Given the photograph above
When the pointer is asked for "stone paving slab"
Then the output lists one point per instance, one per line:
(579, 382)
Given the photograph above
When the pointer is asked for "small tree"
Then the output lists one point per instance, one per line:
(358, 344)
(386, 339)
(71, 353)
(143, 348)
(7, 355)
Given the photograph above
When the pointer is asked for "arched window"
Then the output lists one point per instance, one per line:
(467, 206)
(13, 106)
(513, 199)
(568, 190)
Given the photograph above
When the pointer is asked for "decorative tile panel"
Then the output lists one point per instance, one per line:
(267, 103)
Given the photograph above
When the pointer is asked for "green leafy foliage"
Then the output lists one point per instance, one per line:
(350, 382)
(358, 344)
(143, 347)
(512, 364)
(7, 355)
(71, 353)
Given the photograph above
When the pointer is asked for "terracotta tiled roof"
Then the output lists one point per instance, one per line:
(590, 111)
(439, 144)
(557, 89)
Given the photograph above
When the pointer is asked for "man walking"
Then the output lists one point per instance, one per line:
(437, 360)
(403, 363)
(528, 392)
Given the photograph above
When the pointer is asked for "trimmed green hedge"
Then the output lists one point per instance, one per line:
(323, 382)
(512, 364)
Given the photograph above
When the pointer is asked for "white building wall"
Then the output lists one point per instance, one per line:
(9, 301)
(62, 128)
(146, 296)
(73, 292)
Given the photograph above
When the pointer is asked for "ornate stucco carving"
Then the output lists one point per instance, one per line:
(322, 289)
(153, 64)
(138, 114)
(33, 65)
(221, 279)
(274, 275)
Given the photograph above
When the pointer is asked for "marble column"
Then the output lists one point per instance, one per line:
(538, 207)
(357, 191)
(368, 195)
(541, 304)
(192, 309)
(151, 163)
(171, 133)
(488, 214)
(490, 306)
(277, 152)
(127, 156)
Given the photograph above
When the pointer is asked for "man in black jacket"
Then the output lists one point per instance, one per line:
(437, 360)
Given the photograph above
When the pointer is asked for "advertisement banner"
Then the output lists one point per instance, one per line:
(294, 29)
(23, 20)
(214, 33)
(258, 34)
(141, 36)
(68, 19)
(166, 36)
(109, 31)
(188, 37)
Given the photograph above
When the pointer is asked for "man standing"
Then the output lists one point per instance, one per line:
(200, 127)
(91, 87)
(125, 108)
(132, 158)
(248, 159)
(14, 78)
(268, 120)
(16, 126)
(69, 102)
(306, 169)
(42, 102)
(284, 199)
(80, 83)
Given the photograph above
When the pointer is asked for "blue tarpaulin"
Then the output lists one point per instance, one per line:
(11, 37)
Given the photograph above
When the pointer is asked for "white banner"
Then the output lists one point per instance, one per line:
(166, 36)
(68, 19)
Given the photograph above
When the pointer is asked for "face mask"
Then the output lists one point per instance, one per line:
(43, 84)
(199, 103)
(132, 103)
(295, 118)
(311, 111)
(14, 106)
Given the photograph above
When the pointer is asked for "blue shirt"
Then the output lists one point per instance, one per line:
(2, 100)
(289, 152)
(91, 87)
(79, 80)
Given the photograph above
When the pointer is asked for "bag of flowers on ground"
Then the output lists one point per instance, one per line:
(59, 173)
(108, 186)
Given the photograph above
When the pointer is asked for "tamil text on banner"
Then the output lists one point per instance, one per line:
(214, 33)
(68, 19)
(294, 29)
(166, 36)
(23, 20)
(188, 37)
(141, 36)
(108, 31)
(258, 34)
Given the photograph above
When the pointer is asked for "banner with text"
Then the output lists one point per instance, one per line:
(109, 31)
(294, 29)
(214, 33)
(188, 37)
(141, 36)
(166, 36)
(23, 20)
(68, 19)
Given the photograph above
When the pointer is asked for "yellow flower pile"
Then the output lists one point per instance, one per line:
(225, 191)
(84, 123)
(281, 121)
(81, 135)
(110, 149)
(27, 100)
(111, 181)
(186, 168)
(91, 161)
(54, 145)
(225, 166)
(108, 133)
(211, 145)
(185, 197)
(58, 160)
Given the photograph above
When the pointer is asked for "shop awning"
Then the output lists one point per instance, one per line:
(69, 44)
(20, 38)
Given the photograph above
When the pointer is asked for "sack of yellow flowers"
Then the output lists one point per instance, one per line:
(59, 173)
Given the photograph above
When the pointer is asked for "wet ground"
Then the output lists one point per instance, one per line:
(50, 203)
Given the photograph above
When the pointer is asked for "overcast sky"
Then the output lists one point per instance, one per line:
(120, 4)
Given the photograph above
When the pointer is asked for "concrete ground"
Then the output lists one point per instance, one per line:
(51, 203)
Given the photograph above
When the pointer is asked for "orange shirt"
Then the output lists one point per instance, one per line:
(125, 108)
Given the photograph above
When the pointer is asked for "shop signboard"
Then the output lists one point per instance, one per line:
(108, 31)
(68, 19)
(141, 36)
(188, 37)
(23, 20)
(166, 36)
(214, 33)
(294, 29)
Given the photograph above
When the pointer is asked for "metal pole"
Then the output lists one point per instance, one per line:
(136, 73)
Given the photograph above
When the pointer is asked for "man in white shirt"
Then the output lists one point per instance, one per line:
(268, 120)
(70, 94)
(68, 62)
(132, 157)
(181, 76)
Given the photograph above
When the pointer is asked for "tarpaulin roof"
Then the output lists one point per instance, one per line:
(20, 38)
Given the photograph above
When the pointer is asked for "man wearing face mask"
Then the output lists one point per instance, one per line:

=======

• Problem statement
Wherever the word "green" appears in a line of the data above, copy that line.

• Result of the exercise
When the pointer is asked for "green leafy foliage"
When the pointer is asked for "trimmed green hedge"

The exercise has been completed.